## DATASET CONTENT:
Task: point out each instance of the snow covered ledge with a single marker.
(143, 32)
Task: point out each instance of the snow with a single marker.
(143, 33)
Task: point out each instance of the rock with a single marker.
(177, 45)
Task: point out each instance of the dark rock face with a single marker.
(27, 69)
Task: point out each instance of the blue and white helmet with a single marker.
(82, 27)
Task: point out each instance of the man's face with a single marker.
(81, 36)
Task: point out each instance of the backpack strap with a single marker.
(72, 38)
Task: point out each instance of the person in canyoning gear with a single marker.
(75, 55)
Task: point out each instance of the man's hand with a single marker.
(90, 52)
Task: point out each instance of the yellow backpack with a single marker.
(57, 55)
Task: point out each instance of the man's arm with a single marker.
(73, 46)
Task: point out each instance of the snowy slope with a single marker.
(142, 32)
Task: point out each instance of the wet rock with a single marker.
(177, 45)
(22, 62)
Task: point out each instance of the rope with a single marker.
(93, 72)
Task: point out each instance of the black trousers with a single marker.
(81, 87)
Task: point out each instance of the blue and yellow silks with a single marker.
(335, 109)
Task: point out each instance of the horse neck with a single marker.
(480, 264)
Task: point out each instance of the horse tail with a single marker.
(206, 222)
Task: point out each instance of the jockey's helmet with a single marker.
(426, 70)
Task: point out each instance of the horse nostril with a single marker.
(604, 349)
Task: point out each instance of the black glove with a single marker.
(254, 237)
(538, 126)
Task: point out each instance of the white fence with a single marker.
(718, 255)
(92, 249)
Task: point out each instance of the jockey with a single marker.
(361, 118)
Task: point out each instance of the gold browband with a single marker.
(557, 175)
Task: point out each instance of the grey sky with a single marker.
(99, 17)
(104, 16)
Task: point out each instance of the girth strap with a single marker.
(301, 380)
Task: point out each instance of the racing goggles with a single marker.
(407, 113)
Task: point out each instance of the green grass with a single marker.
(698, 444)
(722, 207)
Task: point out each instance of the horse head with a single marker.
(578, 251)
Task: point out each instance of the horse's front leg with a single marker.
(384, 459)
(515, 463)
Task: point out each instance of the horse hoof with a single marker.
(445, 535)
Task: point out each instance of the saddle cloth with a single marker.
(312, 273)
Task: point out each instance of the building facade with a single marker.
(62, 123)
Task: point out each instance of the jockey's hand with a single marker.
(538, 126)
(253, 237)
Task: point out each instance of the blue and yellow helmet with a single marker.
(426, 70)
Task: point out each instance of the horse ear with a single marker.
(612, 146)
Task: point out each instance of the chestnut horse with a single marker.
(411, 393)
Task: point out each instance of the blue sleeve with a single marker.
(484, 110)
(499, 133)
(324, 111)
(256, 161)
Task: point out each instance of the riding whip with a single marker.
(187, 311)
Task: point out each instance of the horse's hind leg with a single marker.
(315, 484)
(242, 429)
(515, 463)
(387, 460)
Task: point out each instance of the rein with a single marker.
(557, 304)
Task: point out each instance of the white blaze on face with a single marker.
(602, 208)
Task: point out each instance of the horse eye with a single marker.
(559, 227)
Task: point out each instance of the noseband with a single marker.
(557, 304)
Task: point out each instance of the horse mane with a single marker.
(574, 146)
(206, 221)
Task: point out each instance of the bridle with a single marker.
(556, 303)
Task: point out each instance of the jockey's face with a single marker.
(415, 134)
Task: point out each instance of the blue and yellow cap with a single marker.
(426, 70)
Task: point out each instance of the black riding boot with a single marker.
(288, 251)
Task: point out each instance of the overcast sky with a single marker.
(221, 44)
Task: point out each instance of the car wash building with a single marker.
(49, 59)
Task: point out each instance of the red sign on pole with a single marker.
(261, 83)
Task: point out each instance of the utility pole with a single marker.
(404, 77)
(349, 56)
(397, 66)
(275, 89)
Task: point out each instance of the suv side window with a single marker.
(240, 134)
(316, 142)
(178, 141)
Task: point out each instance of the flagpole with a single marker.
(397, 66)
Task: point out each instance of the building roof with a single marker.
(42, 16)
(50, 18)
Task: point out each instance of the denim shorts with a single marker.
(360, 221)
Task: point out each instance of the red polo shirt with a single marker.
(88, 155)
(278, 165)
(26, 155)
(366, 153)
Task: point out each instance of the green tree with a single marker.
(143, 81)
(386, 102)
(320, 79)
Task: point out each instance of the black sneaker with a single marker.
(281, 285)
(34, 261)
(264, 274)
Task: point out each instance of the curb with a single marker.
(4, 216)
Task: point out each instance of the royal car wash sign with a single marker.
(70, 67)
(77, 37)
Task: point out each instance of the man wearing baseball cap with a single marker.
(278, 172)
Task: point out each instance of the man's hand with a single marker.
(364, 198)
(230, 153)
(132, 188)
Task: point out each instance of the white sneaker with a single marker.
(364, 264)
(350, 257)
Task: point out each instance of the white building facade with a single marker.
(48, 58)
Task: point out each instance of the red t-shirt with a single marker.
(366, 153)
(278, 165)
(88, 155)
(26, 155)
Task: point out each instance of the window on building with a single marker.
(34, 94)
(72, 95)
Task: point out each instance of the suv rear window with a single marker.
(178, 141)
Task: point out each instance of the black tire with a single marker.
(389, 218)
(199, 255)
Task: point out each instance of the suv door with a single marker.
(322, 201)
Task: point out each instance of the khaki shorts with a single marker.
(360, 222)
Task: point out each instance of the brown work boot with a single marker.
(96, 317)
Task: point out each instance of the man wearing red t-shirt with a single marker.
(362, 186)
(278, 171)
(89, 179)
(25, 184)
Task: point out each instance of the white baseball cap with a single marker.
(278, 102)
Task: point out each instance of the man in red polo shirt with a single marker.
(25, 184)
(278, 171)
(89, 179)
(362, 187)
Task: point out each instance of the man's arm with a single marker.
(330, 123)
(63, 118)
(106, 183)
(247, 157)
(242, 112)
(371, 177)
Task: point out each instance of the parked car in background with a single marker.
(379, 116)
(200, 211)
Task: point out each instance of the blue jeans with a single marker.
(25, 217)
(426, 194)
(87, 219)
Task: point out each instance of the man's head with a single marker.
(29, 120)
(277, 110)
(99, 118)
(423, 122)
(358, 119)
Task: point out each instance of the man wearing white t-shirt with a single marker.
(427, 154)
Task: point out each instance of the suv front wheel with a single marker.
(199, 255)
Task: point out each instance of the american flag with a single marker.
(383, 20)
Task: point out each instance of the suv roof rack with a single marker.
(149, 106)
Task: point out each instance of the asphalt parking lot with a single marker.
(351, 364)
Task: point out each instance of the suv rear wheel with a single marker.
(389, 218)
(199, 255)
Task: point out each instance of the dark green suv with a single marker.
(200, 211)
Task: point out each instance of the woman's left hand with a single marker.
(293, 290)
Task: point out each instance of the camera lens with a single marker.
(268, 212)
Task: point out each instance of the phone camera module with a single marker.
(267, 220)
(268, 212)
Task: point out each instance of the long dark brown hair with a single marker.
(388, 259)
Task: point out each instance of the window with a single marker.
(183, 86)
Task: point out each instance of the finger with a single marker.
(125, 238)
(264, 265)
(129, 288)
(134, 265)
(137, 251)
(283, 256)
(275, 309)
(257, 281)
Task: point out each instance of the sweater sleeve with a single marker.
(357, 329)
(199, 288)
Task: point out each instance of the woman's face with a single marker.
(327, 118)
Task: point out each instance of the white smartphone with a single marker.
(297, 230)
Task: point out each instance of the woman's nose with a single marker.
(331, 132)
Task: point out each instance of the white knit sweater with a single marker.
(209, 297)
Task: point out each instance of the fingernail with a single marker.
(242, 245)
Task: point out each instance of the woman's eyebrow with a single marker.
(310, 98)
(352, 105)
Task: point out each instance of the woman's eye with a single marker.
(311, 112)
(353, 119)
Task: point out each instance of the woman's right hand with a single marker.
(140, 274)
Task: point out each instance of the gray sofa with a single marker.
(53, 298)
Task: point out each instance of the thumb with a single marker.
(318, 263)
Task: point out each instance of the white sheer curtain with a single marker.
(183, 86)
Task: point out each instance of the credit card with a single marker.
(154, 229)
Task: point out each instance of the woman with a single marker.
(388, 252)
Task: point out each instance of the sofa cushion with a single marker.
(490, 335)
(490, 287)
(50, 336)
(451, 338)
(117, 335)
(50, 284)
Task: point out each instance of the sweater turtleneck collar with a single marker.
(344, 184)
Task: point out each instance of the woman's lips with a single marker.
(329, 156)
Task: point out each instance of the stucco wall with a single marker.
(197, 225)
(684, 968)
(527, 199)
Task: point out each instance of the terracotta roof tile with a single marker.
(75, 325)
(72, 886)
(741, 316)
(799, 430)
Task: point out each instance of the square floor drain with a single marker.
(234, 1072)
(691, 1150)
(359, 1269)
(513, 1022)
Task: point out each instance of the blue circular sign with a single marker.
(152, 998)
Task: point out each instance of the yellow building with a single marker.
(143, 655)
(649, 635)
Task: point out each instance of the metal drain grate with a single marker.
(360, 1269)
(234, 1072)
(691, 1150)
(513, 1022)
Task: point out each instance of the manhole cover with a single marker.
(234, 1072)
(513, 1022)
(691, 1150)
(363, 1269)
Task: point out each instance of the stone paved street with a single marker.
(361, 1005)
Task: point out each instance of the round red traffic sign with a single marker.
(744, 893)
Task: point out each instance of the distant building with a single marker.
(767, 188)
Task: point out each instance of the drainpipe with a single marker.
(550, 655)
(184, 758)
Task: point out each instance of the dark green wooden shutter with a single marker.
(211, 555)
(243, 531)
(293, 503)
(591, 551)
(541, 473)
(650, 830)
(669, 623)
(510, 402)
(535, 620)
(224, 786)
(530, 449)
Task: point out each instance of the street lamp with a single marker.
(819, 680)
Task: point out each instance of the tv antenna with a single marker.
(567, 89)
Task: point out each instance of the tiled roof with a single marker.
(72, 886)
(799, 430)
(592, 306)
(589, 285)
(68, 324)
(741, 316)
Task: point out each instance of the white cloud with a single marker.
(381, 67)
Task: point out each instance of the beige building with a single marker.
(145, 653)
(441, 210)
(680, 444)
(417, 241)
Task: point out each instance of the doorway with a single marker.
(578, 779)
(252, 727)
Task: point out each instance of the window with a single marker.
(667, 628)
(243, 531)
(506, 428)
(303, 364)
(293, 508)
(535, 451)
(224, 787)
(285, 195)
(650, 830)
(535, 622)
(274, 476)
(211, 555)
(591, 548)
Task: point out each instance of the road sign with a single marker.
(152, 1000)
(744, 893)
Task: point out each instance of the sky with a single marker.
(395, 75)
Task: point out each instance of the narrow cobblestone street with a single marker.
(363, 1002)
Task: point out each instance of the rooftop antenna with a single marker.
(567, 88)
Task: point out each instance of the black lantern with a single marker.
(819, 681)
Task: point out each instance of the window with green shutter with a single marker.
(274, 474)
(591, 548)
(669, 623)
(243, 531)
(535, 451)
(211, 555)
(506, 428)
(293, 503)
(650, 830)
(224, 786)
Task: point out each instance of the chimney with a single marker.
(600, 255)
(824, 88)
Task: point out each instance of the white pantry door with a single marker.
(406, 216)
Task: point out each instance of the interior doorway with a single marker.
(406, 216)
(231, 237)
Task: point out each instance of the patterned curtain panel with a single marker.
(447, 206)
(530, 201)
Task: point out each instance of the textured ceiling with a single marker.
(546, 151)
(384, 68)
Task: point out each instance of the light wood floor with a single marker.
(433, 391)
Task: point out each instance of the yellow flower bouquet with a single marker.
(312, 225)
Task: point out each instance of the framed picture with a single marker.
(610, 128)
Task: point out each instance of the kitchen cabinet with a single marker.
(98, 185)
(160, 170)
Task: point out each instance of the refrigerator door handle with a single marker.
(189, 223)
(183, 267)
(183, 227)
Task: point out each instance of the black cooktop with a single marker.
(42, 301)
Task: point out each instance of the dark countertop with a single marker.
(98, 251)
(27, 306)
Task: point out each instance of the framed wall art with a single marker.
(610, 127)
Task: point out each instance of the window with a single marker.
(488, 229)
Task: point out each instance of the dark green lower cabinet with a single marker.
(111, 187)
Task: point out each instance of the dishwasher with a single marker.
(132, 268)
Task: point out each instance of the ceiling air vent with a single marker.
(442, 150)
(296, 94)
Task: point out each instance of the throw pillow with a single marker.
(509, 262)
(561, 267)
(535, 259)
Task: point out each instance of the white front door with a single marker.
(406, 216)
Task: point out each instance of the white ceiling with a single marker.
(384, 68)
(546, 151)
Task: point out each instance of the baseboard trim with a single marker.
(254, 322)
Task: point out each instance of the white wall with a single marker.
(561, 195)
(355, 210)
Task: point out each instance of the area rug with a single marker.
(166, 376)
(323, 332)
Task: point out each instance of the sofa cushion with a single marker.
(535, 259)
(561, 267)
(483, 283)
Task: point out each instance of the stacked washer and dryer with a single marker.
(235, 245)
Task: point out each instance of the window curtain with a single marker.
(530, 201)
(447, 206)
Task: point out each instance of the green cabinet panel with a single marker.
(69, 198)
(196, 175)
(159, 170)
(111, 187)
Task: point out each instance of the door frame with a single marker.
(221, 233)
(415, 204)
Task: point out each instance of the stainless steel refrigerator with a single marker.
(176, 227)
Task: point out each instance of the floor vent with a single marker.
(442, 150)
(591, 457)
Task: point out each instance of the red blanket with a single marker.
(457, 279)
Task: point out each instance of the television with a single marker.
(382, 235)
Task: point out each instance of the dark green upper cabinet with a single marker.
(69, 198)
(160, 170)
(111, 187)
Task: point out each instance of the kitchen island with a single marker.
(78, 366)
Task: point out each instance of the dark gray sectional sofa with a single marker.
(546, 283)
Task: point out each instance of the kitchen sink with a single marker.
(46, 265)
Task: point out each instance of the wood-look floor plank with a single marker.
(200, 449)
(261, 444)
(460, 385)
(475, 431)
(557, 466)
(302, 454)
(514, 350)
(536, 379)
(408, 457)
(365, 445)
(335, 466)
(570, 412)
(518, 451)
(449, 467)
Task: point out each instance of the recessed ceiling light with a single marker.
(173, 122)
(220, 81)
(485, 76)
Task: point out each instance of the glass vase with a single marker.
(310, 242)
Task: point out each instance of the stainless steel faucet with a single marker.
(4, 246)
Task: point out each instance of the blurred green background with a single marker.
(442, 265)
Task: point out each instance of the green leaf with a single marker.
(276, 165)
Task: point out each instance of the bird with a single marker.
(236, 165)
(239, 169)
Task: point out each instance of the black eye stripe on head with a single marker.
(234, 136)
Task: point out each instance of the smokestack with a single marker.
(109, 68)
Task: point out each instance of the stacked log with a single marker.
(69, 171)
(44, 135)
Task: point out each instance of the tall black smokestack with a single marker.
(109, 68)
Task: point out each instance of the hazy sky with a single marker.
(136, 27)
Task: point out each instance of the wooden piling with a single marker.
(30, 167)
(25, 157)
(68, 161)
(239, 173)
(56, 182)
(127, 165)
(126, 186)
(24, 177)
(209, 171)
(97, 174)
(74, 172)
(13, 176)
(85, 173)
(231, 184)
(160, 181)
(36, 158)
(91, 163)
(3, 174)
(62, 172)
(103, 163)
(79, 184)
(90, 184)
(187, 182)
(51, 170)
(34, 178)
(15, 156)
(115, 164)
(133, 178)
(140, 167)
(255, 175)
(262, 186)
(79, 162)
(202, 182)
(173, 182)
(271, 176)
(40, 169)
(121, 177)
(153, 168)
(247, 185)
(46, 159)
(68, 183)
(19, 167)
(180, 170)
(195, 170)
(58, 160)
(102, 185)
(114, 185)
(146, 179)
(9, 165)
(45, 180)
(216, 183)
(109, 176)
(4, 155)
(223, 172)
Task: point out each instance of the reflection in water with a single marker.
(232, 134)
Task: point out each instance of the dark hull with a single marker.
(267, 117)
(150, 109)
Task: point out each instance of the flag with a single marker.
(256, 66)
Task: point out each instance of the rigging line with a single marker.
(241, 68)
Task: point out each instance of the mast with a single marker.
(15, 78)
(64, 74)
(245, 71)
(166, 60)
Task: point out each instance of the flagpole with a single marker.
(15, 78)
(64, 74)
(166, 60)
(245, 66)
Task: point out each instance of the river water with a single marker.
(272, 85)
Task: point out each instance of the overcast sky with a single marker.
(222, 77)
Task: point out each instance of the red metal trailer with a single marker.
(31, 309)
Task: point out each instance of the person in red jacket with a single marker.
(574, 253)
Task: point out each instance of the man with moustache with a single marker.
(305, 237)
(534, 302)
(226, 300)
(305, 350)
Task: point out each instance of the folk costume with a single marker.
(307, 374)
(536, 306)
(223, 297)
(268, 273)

## WORK TO BE COMPLETED:
Give back the lines above exactly, from the one with "Task: point out each instance of the reflection" through the last line.

## FINISHED TASK:
Task: point out each instance of the reflection in water with a single marker.
(232, 134)
Task: point out each instance of the dark hull with a single marker.
(267, 117)
(150, 109)
Task: point out each instance of the flag with a single marker.
(256, 66)
Task: point out each instance of the rigging line with a single marker.
(241, 68)
Task: point out each instance of the mast with a single marker.
(15, 78)
(64, 74)
(245, 71)
(166, 60)
Task: point out each instance of the flagpole with a single marker.
(15, 78)
(64, 74)
(166, 60)
(245, 66)
Task: point out each instance of the river water with a single marker.
(272, 85)
Task: point out each instance of the overcast sky with a single marker.
(222, 77)
Task: point out each instance of the red metal trailer with a single marker.
(31, 309)
Task: point out each instance of the person in red jacket with a single marker.
(574, 253)
Task: point out each instance of the man with moustache with a single marker.
(305, 237)
(534, 302)
(226, 300)
(305, 350)
Task: point out each instance of the folk costume with a single marker.
(307, 374)
(536, 306)
(223, 297)
(268, 273)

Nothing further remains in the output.